• Study text
####################
In that trial, there was also a reduction in recurrences, but it did not meet the statistically significant endpoint. One of the big differences that I’ll point out in my presentation is that the definition of a recurrence event is different in these 2 trials. One includes the events of other cancers and one doesn't.

Because of these subtle differences, one ended up being a positive study and one didn't. The NSABP B-42 trial did not meet its endpoint of showing that continuation of an aromatase inhibitor was statistically significant. However, when you look at them side by side, look at the hazard ratios, and you look at how much they reduce the risk of a distant recurrence, they both were very similar.

Also, what are the consequences for continuing the hormonal therapy—the aromatase inhibitor—for more than 5 years in terms of cardiac events, atherothrombotic events, or osteoporotic fractures? A lot of patients worry about that. When it comes down to taking a pill for another 5 years, and realizing that it may only be a 1% to 2% further reduction risk of recurrence, patients are not going to buy into it. 

TARGETED ONCOLOGY:Do you believe that there is a role for chemotherapy in the neoadjuvant setting?

Melisko:Absolutely. We have compelling data that are very advantageous to offer treatment before going to surgery for some patients who have large tumors, node-positive tumors, or biologically high-risk cancers. There are a number of different ways that we can actually characterize the tumors as being more biologically high risk through prognostic and predictive markers.

I'm at an institution, UCSF, where we are the leaders in a multicenter, national, and soon-to-be international clinical trial called I-SPY where we look at neoadjuvant chemotherapy in combination with experimental therapies to try to improve the rates of pCR, which we know and believe is associated with better outcomes in certain biological subtypes such as triple-negative breast cancer or HER2-positive breast cancer.

The challenge we face is that, for ER-positive disease or also HER2-negative disease, achieving a pCR is a nice thing, but it happens rarely. Therefore, chemotherapy may not be the best way to get there for those ER-positive cancers, particularly those with low proliferation rates. That's why looking at neoadjuvant endocrine therapy, particularly now in combination with biological therapies such as CDK4/6 inhibitors, may be a better approach for those types of cancers.
####################
• Data for review
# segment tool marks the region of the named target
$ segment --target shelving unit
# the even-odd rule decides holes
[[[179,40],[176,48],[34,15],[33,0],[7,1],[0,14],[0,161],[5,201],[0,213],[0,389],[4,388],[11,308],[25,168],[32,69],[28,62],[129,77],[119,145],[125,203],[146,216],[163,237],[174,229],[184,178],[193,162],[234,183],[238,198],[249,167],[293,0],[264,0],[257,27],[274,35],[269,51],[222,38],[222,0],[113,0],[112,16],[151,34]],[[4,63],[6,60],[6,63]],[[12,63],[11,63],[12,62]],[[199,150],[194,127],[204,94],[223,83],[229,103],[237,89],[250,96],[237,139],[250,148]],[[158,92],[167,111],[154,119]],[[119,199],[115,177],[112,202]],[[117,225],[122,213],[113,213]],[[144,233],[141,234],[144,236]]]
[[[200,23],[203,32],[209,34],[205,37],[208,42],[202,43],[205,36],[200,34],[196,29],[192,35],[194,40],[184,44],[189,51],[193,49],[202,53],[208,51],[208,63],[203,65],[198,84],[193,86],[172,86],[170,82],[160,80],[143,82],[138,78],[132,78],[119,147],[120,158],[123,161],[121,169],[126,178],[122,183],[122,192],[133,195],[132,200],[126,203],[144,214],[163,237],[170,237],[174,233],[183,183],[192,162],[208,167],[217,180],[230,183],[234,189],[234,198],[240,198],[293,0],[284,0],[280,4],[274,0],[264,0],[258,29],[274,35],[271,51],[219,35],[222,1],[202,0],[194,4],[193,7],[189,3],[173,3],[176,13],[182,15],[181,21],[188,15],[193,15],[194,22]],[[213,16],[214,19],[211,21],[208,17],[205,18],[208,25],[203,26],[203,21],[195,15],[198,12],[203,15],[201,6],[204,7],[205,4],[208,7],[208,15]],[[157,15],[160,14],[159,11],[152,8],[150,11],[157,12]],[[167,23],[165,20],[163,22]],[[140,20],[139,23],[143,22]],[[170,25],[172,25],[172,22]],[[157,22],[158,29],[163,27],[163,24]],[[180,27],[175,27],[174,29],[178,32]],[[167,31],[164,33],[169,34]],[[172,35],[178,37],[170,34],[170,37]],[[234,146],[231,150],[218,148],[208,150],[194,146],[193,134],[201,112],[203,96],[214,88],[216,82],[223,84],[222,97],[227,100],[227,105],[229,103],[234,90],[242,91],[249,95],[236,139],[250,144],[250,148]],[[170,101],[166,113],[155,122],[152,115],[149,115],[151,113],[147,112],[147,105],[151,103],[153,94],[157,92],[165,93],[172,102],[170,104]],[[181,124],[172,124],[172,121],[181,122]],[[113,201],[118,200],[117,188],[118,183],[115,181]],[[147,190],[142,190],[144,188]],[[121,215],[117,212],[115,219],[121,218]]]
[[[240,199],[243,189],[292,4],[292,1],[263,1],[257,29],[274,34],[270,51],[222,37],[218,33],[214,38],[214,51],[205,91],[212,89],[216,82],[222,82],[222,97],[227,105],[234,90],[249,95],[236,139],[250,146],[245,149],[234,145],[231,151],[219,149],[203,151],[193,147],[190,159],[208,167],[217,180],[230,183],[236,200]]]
####################
• Task to complete
Revise the breast cancer interview from "I'm at an institution, UCSF, where" to "types of cancers.", inclusive, with "pCR" replaced by "pathologic complete response". The entries above are separate material, unrelated to the breast cancer interview.

• Task result
I'm at an institution, UCSF, where we are the leaders in a multicenter, national, and soon-to-be international clinical trial called I-SPY where we look at neoadjuvant chemotherapy in combination with experimental therapies to try to improve the rates of pathologic complete response, which we know and believe is associated with better outcomes in certain biological subtypes such as triple-negative breast cancer or HER2-positive breast cancer.

The challenge we face is that, for ER-positive disease or also HER2-negative disease, achieving a pathologic complete response is a nice thing, but it happens rarely. Therefore, chemotherapy may not be the best way to get there for those ER-positive cancers, particularly those with low proliferation rates. That's why looking at neoadjuvant endocrine therapy, particularly now in combination with biological therapies such as CDK4/6 inhibitors, may be a better approach for those types of cancers.